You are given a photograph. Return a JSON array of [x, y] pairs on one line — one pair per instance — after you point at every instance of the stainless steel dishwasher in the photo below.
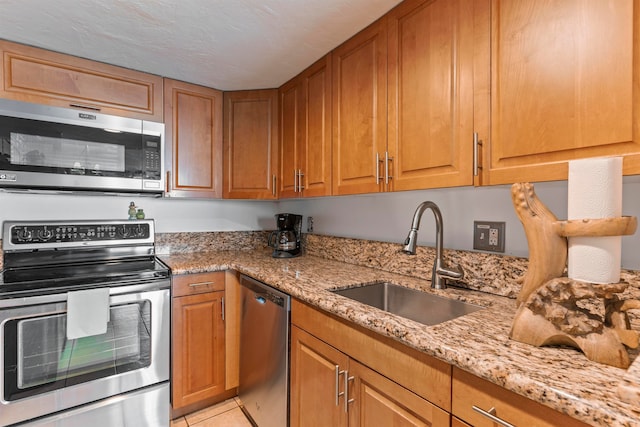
[[264, 353]]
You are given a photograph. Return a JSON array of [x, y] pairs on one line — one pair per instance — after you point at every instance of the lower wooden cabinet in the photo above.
[[198, 338], [331, 387], [471, 392], [316, 382]]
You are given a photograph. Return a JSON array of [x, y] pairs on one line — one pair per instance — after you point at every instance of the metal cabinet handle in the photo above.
[[194, 285], [387, 159], [491, 414], [85, 107], [338, 393], [347, 378], [476, 155]]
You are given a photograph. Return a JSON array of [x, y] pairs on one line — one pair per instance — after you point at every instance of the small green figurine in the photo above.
[[132, 210]]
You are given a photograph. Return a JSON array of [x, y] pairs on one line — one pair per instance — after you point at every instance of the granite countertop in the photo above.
[[561, 378]]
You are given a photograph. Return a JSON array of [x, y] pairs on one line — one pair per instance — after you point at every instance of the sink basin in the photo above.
[[422, 307]]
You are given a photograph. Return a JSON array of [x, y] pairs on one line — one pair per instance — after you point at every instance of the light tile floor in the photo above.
[[223, 414]]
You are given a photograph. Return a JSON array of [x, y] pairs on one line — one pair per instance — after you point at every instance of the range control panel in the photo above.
[[62, 234]]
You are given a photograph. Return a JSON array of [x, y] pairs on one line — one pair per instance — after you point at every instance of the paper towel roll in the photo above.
[[87, 312], [595, 191]]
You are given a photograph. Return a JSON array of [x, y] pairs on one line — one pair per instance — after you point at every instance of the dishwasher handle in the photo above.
[[263, 293]]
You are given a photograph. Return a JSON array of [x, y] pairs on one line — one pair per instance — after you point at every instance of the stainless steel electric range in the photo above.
[[84, 325]]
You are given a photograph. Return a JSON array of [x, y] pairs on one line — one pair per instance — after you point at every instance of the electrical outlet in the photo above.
[[488, 236]]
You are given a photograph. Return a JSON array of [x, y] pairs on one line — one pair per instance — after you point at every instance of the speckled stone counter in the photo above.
[[560, 378]]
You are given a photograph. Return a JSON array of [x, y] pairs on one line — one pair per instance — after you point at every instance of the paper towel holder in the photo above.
[[548, 313]]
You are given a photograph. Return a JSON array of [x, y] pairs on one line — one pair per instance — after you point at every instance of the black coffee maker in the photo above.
[[285, 241]]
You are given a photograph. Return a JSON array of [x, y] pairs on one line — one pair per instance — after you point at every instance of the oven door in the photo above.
[[44, 372]]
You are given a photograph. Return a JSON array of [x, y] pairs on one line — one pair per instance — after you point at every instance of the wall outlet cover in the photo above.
[[489, 236]]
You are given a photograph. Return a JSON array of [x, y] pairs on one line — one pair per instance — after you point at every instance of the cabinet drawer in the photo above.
[[423, 375], [197, 283], [469, 391]]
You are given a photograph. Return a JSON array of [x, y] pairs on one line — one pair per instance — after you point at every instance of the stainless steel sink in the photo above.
[[422, 307]]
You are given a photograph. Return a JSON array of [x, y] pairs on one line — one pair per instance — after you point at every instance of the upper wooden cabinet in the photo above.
[[40, 76], [430, 94], [193, 135], [305, 133], [250, 144], [404, 102], [360, 111], [564, 83]]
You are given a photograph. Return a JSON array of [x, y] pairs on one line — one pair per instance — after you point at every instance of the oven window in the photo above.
[[43, 359]]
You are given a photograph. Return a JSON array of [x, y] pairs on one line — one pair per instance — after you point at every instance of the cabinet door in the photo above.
[[305, 133], [40, 76], [360, 111], [198, 349], [250, 144], [291, 136], [316, 382], [315, 156], [565, 84], [377, 401], [430, 102], [193, 134]]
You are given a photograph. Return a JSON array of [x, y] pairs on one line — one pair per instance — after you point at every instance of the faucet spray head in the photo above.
[[409, 247]]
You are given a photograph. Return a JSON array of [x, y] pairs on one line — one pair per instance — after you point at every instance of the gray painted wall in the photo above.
[[385, 217], [170, 215]]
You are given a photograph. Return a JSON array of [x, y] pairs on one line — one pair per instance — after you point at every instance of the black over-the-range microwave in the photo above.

* EXERCISE DIRECTIONS *
Copy the data from the line containing "window in the photo above." through the line containing "102], [193, 134]]", keeping every line in that range. Shift each coordinate in the answers up by 16.

* EXERCISE RESULT *
You are given a photograph. Return a JSON array of [x, y] pairs on one line — one pair per instance — after you point at every instance of the oven window in the photo above.
[[59, 375]]
You are given a photograph. Return a JSON array of [x, y] pairs on one line — one pair per instance — after you point at every instance of the cabinet door in the photo above.
[[321, 149], [56, 92], [376, 127], [214, 365], [266, 160], [307, 152], [332, 398], [331, 172], [581, 100], [393, 417], [446, 118], [209, 150]]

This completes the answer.